▶ Problem details: Restate each of the lines given below, word for word.

= Beginning of Section =

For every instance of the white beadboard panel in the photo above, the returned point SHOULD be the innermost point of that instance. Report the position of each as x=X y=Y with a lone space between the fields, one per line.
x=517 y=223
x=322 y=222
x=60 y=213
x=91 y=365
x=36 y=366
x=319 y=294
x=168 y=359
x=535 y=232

= End of Section =

▶ Answer below:
For every instance of the white beadboard panel in the photo above, the returned point SHOULD be the innermost point of that instance. Report the position of each as x=X y=Y with a lone space between the fields, one per line.
x=517 y=223
x=322 y=222
x=60 y=213
x=91 y=365
x=36 y=366
x=319 y=294
x=168 y=359
x=535 y=232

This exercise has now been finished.